━━━ MATERIAL TO PROCESS
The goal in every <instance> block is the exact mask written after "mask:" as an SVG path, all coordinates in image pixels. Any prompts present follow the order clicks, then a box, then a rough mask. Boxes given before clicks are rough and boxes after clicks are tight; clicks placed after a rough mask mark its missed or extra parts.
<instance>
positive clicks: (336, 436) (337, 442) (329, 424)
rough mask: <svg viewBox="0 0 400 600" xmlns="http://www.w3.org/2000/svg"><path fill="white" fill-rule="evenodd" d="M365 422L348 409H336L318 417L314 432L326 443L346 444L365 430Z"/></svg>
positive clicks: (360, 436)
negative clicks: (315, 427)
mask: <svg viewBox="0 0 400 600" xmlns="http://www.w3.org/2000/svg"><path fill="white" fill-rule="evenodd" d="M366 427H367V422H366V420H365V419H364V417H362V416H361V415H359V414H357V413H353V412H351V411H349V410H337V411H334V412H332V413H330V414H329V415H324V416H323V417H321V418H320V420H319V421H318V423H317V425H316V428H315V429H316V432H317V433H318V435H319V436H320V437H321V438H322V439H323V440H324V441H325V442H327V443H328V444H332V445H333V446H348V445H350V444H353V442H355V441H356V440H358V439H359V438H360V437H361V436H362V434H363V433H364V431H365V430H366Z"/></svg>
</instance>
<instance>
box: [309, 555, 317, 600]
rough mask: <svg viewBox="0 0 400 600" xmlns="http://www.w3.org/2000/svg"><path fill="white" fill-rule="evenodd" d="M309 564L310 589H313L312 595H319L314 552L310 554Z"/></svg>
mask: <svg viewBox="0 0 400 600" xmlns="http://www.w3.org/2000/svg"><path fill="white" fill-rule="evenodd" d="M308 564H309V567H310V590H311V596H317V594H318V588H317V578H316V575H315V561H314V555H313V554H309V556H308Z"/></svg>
━━━━━━
━━━ MATERIAL TO PROCESS
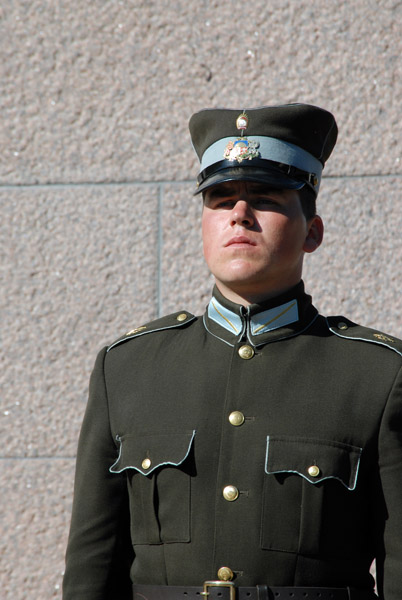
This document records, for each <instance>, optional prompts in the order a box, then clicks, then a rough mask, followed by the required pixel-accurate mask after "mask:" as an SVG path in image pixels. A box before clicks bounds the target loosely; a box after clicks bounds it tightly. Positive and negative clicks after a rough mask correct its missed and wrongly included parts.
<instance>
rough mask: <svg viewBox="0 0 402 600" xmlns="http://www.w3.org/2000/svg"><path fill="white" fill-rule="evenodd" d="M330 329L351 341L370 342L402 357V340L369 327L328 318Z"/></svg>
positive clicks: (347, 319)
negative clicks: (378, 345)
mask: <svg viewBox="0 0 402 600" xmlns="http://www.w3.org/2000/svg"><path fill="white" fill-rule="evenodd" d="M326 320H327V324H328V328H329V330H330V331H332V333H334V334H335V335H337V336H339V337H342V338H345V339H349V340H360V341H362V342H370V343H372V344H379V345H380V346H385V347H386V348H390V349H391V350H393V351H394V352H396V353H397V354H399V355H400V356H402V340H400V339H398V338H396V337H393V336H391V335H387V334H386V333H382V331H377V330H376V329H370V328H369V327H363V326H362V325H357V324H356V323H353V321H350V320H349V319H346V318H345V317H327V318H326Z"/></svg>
━━━━━━
━━━ MATERIAL TO PROCESS
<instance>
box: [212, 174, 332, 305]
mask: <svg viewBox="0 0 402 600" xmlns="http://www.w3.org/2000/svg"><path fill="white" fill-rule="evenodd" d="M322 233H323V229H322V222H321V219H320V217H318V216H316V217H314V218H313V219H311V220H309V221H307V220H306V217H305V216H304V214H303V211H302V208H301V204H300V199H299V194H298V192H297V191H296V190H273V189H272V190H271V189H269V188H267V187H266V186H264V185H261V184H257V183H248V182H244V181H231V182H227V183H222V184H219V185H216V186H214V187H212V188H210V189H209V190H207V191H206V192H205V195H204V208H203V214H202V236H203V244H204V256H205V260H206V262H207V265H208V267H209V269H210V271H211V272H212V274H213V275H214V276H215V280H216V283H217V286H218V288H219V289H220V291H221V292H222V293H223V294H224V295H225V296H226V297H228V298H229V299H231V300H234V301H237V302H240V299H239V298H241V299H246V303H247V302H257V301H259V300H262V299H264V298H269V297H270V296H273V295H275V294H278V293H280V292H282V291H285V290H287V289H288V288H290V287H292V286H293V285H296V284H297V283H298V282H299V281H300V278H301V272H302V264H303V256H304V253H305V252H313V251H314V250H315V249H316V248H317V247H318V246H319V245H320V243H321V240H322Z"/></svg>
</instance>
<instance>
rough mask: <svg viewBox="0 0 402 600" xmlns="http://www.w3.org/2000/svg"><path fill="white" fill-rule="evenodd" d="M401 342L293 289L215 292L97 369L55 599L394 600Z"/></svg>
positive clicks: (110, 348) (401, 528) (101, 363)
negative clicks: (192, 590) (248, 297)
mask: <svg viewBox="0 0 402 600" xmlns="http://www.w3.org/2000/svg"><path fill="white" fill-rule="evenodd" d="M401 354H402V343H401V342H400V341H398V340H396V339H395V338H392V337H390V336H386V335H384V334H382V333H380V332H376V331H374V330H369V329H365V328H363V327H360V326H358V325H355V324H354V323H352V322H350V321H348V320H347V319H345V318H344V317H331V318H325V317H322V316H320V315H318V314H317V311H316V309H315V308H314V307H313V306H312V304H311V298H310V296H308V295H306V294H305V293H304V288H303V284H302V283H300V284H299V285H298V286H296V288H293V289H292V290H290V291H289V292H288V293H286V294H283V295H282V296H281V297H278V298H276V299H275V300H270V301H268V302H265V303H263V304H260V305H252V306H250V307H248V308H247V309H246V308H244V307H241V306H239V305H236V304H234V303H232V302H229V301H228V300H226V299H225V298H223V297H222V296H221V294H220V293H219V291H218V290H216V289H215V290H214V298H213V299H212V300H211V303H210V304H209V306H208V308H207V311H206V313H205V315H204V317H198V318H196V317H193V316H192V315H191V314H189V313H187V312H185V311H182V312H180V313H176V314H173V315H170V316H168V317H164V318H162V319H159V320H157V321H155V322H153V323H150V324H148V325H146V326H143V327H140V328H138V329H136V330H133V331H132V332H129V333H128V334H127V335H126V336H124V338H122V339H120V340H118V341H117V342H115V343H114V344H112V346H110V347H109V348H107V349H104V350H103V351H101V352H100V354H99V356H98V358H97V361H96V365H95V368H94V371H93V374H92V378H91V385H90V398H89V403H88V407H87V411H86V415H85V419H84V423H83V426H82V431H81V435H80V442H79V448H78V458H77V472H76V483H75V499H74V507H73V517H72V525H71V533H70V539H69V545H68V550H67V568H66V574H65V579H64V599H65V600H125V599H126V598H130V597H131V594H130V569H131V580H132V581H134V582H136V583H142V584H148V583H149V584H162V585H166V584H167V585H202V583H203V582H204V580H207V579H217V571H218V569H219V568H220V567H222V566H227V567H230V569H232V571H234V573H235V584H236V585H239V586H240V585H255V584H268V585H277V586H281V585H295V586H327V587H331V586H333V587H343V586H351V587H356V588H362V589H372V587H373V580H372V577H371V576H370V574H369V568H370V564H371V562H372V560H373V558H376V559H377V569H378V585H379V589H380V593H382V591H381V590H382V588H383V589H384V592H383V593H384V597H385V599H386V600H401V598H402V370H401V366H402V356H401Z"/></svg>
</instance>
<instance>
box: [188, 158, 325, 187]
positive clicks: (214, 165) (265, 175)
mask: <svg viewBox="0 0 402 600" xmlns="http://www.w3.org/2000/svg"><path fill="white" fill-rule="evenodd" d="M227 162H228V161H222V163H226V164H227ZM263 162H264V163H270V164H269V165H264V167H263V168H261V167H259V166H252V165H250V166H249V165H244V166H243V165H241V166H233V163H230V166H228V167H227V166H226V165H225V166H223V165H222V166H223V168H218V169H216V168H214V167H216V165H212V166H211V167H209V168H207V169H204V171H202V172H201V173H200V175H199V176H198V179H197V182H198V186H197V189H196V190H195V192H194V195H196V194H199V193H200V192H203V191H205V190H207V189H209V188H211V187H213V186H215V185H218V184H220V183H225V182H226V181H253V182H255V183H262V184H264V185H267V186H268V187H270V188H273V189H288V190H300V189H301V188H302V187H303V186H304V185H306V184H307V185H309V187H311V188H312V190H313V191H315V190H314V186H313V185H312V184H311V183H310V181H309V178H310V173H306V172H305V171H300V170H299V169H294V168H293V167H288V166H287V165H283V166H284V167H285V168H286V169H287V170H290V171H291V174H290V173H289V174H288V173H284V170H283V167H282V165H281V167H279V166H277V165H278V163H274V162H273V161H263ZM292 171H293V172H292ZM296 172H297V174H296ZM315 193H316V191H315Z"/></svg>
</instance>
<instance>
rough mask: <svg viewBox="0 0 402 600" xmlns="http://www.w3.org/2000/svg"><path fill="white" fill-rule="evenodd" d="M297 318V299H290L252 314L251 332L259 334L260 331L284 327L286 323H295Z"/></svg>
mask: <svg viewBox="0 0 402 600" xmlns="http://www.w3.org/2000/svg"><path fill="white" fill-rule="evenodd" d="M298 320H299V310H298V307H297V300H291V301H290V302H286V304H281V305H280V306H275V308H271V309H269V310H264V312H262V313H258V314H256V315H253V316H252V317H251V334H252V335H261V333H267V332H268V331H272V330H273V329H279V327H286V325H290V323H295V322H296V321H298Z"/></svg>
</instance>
━━━━━━
#### EXERCISE BRIEF:
From the listing above, select every line that contains the string "image" and copy each of those lines in full.

#### PROBLEM SOLUTION:
The goal in every <instance> block is the exact mask written after "mask:" as an SVG path, all coordinates in image pixels. Any prompts present follow the order clicks, then a box, then a rough mask. Boxes given before clicks are rough and boxes after clicks are tight; clicks placed after a rough mask mark its missed or extra parts.
This document records, for each <instance>, optional prompts in the order a box, then clicks, then a rough mask, followed by the required pixel-accurate mask after "mask:" as an SVG path in image pixels. A box before clicks bounds the target loosely; a box after clicks bounds it tightly. Positive and negative clicks after a rough mask correct its missed and wrongly included parts.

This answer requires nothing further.